▶ **Stated task**
Copy the lines below word for word, from the very first line through the line that contains "38,64 -> 334,245", including that line.

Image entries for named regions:

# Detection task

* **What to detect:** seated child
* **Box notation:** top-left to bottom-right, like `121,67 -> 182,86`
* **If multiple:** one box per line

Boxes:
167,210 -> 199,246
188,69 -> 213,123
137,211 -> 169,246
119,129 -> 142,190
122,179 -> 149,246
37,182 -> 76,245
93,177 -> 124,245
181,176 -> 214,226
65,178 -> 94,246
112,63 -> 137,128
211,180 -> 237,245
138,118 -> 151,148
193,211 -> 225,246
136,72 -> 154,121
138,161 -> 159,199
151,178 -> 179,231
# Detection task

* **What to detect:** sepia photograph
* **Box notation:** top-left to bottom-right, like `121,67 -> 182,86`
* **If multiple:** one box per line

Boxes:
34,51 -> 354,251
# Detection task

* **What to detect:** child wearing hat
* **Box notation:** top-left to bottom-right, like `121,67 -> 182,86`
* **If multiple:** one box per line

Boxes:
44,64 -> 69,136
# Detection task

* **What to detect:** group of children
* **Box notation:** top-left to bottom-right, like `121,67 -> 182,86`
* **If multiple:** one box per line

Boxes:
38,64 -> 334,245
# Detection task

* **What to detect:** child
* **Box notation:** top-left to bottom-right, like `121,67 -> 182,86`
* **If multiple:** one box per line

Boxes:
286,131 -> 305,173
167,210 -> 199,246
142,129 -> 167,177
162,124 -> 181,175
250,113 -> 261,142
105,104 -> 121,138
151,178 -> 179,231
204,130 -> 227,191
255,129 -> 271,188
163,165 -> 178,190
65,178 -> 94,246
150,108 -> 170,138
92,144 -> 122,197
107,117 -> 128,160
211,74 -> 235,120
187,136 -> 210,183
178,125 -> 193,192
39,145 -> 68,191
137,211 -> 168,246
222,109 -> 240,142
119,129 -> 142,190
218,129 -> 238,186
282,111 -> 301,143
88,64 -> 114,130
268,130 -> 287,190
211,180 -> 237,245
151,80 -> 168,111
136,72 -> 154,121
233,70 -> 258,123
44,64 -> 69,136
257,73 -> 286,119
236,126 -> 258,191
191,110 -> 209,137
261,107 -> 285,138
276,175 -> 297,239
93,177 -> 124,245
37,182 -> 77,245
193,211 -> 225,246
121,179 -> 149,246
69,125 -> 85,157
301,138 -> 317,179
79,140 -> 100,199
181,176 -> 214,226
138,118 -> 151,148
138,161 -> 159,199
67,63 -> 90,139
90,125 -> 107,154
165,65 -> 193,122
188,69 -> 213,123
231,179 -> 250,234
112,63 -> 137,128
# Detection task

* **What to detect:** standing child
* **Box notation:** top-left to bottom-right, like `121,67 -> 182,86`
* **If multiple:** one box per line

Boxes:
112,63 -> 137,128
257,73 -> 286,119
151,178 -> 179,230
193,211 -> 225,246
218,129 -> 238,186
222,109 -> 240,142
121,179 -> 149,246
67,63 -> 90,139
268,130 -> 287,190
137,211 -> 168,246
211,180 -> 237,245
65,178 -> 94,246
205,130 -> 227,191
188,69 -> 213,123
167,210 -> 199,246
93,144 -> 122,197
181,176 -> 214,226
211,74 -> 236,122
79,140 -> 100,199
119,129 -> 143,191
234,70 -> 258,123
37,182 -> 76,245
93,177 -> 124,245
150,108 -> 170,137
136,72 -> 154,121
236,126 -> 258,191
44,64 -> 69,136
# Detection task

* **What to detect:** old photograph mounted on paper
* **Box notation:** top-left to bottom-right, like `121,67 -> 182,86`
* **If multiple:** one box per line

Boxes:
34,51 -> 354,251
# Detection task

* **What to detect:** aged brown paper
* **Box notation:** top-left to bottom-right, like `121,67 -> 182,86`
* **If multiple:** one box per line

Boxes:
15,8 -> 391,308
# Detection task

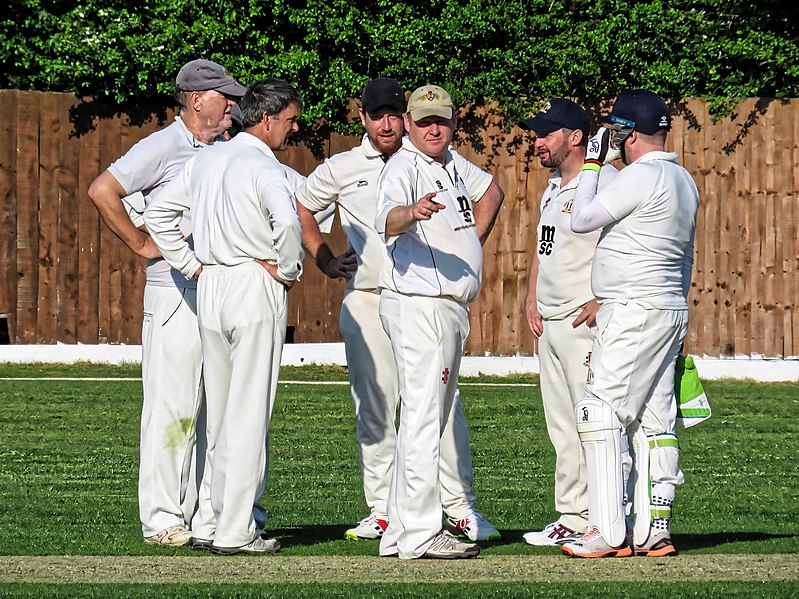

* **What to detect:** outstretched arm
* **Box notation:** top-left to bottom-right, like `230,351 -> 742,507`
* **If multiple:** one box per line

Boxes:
474,179 -> 505,245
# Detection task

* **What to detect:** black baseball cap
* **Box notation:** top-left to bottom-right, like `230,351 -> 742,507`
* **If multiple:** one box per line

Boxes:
361,77 -> 405,114
602,89 -> 671,135
519,98 -> 590,137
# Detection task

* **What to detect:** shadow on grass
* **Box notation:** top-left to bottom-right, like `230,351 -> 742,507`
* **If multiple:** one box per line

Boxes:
673,532 -> 796,550
269,524 -> 350,547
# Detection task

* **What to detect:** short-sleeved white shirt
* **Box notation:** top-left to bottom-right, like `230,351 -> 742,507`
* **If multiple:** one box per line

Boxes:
108,116 -> 208,287
535,165 -> 619,319
375,138 -> 483,304
297,135 -> 493,292
144,132 -> 303,280
591,152 -> 699,310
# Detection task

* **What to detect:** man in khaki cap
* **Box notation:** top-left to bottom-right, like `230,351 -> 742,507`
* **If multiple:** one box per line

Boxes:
375,85 -> 500,559
88,59 -> 247,545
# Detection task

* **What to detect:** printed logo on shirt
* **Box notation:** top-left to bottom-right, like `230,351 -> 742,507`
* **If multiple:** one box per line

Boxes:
457,196 -> 472,223
538,225 -> 555,256
583,352 -> 594,385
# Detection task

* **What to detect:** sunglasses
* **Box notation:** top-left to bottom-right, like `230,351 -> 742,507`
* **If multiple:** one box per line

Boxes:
610,115 -> 635,150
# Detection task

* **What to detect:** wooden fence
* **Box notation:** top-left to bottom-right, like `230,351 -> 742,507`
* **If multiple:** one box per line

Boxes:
0,90 -> 799,357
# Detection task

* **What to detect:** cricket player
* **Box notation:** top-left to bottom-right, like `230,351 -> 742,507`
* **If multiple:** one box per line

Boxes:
563,89 -> 699,558
89,59 -> 246,545
144,79 -> 303,554
375,85 -> 498,559
297,77 -> 503,541
520,98 -> 618,545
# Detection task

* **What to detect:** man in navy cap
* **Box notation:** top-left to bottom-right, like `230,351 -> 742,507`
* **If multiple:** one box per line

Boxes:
519,98 -> 618,545
89,59 -> 247,546
563,89 -> 699,557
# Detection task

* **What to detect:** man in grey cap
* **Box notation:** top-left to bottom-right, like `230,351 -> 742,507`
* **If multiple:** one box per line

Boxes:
563,89 -> 699,558
519,98 -> 618,545
88,59 -> 247,546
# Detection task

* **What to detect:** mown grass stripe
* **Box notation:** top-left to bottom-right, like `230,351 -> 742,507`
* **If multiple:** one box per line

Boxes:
0,376 -> 538,387
0,554 -> 799,584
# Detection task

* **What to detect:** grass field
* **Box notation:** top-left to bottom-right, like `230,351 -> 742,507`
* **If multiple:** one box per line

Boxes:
0,364 -> 799,598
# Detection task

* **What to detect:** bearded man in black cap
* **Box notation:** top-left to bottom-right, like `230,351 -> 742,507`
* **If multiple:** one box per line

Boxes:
296,77 -> 504,541
519,98 -> 618,546
563,89 -> 699,558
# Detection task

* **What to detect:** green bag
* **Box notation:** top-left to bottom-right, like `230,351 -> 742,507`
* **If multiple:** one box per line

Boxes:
674,354 -> 711,428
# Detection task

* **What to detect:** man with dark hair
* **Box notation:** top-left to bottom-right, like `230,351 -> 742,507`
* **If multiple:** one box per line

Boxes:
520,98 -> 617,545
563,89 -> 699,558
297,77 -> 503,541
144,79 -> 303,554
89,59 -> 246,545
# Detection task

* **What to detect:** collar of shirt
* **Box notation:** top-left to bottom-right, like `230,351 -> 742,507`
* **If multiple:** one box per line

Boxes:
402,135 -> 452,168
175,115 -> 209,148
230,131 -> 277,160
632,152 -> 677,164
361,133 -> 391,162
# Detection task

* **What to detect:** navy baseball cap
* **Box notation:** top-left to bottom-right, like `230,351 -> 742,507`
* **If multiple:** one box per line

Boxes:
519,98 -> 590,137
602,89 -> 671,135
361,77 -> 405,114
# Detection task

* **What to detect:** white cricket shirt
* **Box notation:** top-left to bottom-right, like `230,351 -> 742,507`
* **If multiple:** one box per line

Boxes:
591,152 -> 699,310
296,135 -> 493,292
535,165 -> 619,319
375,138 -> 483,303
144,132 -> 303,280
108,116 -> 210,287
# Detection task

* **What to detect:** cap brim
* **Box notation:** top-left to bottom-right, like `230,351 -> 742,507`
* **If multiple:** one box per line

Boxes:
214,80 -> 247,97
363,102 -> 405,114
410,106 -> 454,121
519,114 -> 563,136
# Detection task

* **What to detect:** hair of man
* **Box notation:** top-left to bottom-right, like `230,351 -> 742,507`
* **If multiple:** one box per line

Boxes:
239,77 -> 303,129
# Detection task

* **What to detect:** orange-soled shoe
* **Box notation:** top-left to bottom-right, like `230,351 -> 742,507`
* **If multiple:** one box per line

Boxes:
561,527 -> 633,558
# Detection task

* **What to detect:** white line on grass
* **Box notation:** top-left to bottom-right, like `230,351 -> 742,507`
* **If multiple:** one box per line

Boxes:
0,376 -> 538,387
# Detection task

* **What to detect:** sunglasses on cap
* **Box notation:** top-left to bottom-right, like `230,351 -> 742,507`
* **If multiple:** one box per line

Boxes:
609,115 -> 635,150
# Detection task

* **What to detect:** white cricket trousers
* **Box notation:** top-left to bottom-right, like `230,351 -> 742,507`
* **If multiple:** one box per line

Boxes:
538,308 -> 594,533
192,262 -> 287,547
339,290 -> 476,519
139,285 -> 203,537
380,289 -> 469,559
575,300 -> 688,538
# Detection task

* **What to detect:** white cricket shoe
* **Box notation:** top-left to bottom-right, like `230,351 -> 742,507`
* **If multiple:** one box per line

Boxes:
211,530 -> 280,555
447,512 -> 502,541
561,527 -> 633,558
144,524 -> 191,547
344,514 -> 388,541
422,531 -> 480,559
635,528 -> 677,557
522,520 -> 583,547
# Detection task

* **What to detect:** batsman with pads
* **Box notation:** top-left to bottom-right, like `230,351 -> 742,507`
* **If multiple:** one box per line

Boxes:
563,89 -> 699,558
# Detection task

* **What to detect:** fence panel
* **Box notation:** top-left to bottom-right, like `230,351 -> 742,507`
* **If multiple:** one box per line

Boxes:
0,90 -> 799,357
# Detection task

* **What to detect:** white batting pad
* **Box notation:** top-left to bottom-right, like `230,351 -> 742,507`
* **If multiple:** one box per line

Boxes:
575,396 -> 626,547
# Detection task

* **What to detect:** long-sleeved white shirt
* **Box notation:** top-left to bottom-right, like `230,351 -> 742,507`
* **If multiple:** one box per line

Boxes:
572,152 -> 699,310
374,137 -> 490,304
144,132 -> 303,280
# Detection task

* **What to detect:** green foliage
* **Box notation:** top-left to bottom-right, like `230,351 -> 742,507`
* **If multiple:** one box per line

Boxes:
0,0 -> 799,141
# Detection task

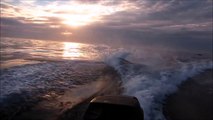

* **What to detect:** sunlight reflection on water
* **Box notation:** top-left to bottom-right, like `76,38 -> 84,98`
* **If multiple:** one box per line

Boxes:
0,38 -> 102,66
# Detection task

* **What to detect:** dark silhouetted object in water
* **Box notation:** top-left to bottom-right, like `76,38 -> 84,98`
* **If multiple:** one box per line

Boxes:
84,96 -> 144,120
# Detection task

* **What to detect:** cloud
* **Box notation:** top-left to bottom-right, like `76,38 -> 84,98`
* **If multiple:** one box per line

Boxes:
1,0 -> 212,49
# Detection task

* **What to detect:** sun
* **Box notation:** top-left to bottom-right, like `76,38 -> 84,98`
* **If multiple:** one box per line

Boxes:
62,14 -> 98,27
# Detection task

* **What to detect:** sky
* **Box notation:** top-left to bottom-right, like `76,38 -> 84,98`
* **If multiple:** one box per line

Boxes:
1,0 -> 213,50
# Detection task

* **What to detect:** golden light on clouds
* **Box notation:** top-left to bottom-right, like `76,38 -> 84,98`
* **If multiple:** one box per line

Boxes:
1,0 -> 137,28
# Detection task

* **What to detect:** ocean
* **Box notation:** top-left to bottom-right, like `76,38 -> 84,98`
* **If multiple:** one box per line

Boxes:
0,38 -> 213,120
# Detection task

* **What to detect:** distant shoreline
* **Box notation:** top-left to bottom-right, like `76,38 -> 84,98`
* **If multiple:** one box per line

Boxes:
163,69 -> 213,120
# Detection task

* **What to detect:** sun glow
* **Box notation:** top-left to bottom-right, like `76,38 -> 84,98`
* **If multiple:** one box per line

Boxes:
1,0 -> 138,28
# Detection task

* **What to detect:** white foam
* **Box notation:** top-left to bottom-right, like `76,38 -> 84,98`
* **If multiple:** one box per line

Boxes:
106,52 -> 213,120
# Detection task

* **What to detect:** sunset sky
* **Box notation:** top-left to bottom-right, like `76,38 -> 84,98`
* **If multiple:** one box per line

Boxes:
1,0 -> 212,49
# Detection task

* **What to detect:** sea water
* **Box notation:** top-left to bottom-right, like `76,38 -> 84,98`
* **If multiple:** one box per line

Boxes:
0,38 -> 213,120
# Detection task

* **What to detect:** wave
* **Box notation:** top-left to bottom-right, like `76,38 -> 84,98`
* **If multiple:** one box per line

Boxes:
105,51 -> 213,120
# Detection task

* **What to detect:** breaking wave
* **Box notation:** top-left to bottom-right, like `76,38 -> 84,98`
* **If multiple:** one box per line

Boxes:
105,51 -> 213,120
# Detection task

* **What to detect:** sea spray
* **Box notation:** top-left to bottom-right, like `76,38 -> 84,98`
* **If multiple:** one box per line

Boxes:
106,51 -> 213,120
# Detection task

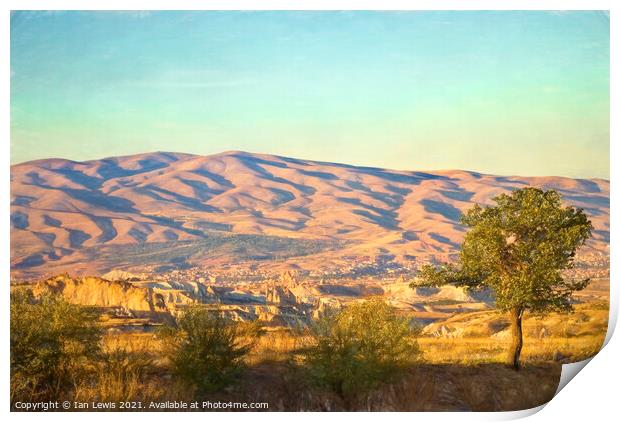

▶ **Result**
# Detection task

* **What to detect:** seated child
* **Box notation:** top-left to bottom-right, like `121,67 -> 182,86`
* **If multiple:** one box per line

Boxes:
167,210 -> 199,246
188,69 -> 213,123
137,211 -> 169,246
119,129 -> 142,190
122,179 -> 149,246
37,182 -> 76,245
93,177 -> 124,245
181,176 -> 214,226
65,178 -> 94,246
112,63 -> 137,128
211,180 -> 237,245
138,118 -> 151,148
193,211 -> 225,246
136,72 -> 154,121
138,161 -> 159,199
151,178 -> 179,231
# Detection task

* **What to detect:** sepia photograph
* **Box notation:** top-left to bottom-right, like `121,67 -> 182,86`
* **If multiple:** one box per line

Boxes:
34,51 -> 354,251
# Detection task

* **What to detect:** child wearing hat
* **Box notation:** top-left to bottom-right, like `121,67 -> 182,86`
* **If multiple:** one box per line

Boxes:
44,64 -> 69,136
# Detection task

* **What to detect:** group of children
* **Box notation:** top-left to bottom-right, like `121,67 -> 182,86`
* **If multiple:** one box per line

Boxes:
38,64 -> 334,245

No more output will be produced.